[Point-per-instance localization data]
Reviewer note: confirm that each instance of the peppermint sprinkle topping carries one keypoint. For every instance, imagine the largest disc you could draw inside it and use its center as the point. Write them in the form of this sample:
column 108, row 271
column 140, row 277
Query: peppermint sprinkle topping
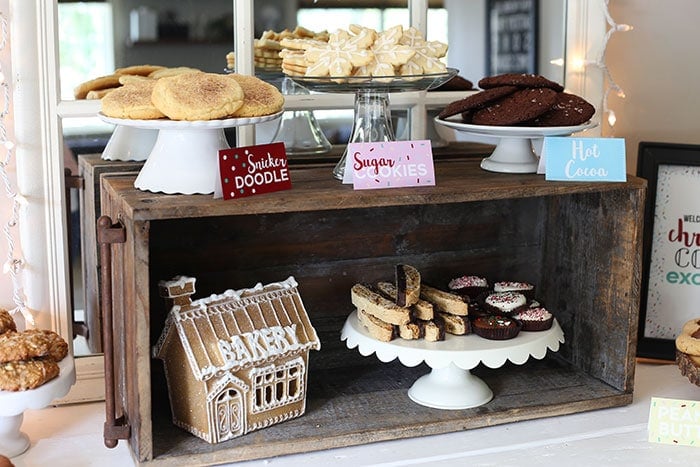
column 467, row 281
column 506, row 286
column 506, row 301
column 534, row 314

§ WORK INSTRUCTION: Exclude all pictures and reproduce verbatim the lines running from the line that contains "column 108, row 271" to the end of the data above, both ends included.

§ ANSWER SECTION:
column 108, row 271
column 140, row 277
Query: peppermint sprinkle topping
column 467, row 281
column 506, row 286
column 506, row 301
column 534, row 314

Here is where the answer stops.